SET TASK
Format every line of the records below as a JSON list of strings, with one string per line and blank lines omitted.

-- start of DATA LINES --

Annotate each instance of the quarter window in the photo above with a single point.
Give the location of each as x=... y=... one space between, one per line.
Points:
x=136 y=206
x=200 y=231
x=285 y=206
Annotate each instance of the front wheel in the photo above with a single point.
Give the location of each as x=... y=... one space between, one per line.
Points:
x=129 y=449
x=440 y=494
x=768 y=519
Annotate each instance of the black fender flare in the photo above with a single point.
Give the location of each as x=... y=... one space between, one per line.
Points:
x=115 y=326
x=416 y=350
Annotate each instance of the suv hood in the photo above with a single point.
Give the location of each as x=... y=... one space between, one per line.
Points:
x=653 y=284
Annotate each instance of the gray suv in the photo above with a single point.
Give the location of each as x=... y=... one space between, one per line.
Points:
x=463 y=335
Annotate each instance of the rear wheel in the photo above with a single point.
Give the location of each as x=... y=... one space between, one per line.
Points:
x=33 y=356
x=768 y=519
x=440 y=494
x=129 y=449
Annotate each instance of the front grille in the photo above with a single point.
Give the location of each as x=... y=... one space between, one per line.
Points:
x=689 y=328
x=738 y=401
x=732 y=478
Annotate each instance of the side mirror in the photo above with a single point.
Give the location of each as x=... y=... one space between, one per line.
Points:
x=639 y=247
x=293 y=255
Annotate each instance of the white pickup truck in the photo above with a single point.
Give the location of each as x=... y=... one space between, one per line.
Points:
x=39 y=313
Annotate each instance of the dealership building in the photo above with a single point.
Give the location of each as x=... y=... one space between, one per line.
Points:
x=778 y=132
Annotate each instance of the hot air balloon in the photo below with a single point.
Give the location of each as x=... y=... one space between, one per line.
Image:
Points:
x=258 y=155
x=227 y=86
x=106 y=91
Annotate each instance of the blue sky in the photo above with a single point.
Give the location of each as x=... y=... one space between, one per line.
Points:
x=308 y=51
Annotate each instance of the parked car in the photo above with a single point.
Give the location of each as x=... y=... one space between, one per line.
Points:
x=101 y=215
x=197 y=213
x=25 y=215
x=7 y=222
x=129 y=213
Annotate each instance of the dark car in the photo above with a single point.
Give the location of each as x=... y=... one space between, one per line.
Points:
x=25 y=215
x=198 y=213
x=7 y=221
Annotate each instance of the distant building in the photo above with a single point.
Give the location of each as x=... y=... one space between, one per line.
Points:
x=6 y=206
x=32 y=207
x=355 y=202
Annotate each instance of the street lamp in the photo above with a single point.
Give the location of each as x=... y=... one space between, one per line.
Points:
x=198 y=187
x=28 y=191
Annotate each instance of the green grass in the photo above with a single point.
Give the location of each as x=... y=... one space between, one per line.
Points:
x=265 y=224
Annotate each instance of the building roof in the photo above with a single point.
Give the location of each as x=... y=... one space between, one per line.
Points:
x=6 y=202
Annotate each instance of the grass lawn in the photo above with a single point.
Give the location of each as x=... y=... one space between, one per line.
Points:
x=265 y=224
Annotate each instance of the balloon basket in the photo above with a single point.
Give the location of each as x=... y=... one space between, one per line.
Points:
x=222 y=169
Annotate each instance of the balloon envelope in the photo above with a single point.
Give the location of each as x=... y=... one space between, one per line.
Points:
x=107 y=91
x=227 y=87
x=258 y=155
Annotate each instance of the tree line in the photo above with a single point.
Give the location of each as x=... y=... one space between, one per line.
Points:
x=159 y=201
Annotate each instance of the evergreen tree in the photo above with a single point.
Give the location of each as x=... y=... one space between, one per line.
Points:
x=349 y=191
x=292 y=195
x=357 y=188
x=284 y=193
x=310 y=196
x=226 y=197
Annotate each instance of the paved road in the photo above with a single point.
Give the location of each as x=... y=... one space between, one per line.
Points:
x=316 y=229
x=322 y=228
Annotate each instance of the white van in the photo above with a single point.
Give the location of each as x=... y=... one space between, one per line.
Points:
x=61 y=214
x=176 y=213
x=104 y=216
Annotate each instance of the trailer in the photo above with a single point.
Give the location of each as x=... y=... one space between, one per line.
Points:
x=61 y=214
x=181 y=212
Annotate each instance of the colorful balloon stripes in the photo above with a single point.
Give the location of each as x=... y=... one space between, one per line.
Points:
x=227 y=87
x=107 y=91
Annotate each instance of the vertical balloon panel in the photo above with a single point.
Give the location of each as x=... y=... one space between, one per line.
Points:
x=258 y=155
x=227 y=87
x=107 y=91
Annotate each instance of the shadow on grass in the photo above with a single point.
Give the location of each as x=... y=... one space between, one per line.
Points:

-- end of DATA LINES --

RESULT
[
  "Annotate each instance of the quarter window in the photo above with a single point.",
  "Give the location of each as x=... y=... one space between, one per line.",
  "Points:",
  "x=136 y=206",
  "x=200 y=231",
  "x=285 y=206",
  "Annotate each instance of the front wheel in the photo above with a single point.",
  "Give the location of each as x=... y=... one space between, one per line.",
  "Points:",
  "x=129 y=449",
  "x=440 y=494",
  "x=768 y=519",
  "Annotate each instance of the black fender flare in the photo above with a single point.",
  "Give the location of each as x=... y=... one space between, one per line.",
  "Points:",
  "x=115 y=326",
  "x=416 y=350",
  "Annotate each instance of the suv hood in the photo above with a single point.",
  "Give the location of each as x=... y=... one space between, one per line.",
  "Points:",
  "x=653 y=284",
  "Annotate each instance of the gray suv in the photo above with a single point.",
  "Give the location of each as x=... y=... one space between, one per line.",
  "Points:",
  "x=463 y=335",
  "Annotate each instance of the rear wheel in the photo above with a single point.",
  "Give the location of each as x=... y=... one space between, one per line.",
  "Points:",
  "x=33 y=356",
  "x=768 y=519",
  "x=440 y=494",
  "x=129 y=449",
  "Annotate each instance of the front grille in the photo above with a single point.",
  "Give the location of each as x=... y=... one space between, one per line.",
  "Points:",
  "x=689 y=328",
  "x=738 y=401",
  "x=732 y=478",
  "Annotate each instance of the side mirror in the photo above with a single point.",
  "Give the location of each as x=... y=... one space between, one per line.",
  "Points:",
  "x=639 y=247",
  "x=293 y=255",
  "Annotate each instance of the white pickup truck in the photo above with a single point.",
  "Give the location of each as x=... y=... one space between, one per line.",
  "Points:",
  "x=39 y=313",
  "Annotate each instance of the dealership building in the photo above with a single point.",
  "Give the location of each as x=... y=... one space between, one per line.",
  "Points:",
  "x=778 y=132",
  "Annotate each instance of the hot air balloon in the photo below with a single point.",
  "Give the location of each as x=... y=... one space between, one per line.",
  "Image:",
  "Points:",
  "x=258 y=155",
  "x=227 y=86",
  "x=106 y=91",
  "Annotate each instance of the blue sky in the photo above with a single point.",
  "Give the location of each as x=... y=... one space between, one per line.",
  "Points:",
  "x=308 y=51",
  "Annotate each instance of the parked car in the photo above with a single point.",
  "Give the location of each as x=... y=... one space between, one per line.",
  "Points:",
  "x=101 y=215",
  "x=197 y=213",
  "x=25 y=215",
  "x=7 y=222",
  "x=129 y=213",
  "Annotate each instance of the dark car in the photo above with a single point.",
  "Give the location of each as x=... y=... one space between, one per line.",
  "Points:",
  "x=25 y=215",
  "x=198 y=213",
  "x=7 y=221",
  "Annotate each instance of the distant building in the photo above with a single point.",
  "Give the location of each as x=... y=... one space between, one per line.",
  "Points:",
  "x=6 y=206",
  "x=32 y=207",
  "x=355 y=202",
  "Annotate each instance of the street lamp in the photo above with a single point.",
  "Give the location of each as x=... y=... one space between, one per line.",
  "Points:",
  "x=198 y=187",
  "x=28 y=191",
  "Annotate each instance of the green grass in the photo above with a single point.",
  "Give the location of each as x=... y=... one space between, one per line.",
  "Points:",
  "x=265 y=224",
  "Annotate each instance of the building roof in the photo above with a single point.",
  "Give the location of each as x=... y=... one space between, one per line.",
  "Points:",
  "x=6 y=202",
  "Annotate each instance of the grass lawn in the photo above with a single point.",
  "Give the location of each as x=... y=... one space between, one per line.",
  "Points:",
  "x=265 y=224",
  "Annotate each instance of the balloon basket in the photo above with a single point.",
  "Give the location of each as x=... y=... one space between, one per line.",
  "Points:",
  "x=222 y=169",
  "Annotate each instance of the balloon envelope in the photo above with a single point.",
  "Give the location of each as x=... y=... one space between, one per line.",
  "Points:",
  "x=107 y=91",
  "x=227 y=87",
  "x=258 y=155",
  "Annotate each instance of the tree line in the photo above with a single point.",
  "Give the location of each as x=... y=... one space between, one per line.",
  "Points:",
  "x=159 y=201",
  "Annotate each instance of the evergreen tree in the photo above with a single point.",
  "Give the location of each as x=... y=... one space between, one per line.",
  "Points:",
  "x=349 y=191",
  "x=292 y=195",
  "x=357 y=188",
  "x=284 y=193",
  "x=310 y=196",
  "x=226 y=197",
  "Annotate each instance of the paved road in the photo above with a single point.",
  "Give the location of each as x=... y=... one space between, one per line.",
  "Points:",
  "x=316 y=229",
  "x=322 y=228",
  "Annotate each instance of the white van in the photo above with a single point.",
  "Give the location of each as x=... y=... one space between, one per line.",
  "Points:",
  "x=61 y=214",
  "x=176 y=213",
  "x=104 y=216",
  "Annotate each instance of the trailer in the photo above with a single point.",
  "Give the location of each as x=... y=... one space between, one per line.",
  "Points:",
  "x=61 y=214",
  "x=181 y=212",
  "Annotate each instance of the colorful balloon stripes in the photo above with a single point.",
  "Give the location of each as x=... y=... one space between, one per line.",
  "Points:",
  "x=227 y=87",
  "x=107 y=91",
  "Annotate each instance of the vertical balloon panel in the photo above with a single point.",
  "Give the location of each as x=... y=... one space between, one per line.",
  "Points:",
  "x=258 y=155",
  "x=227 y=87",
  "x=107 y=91",
  "Annotate each instance of the shadow on grass in the photo above with a single point.",
  "Give the location of each as x=... y=... one space between, one per line.",
  "Points:"
]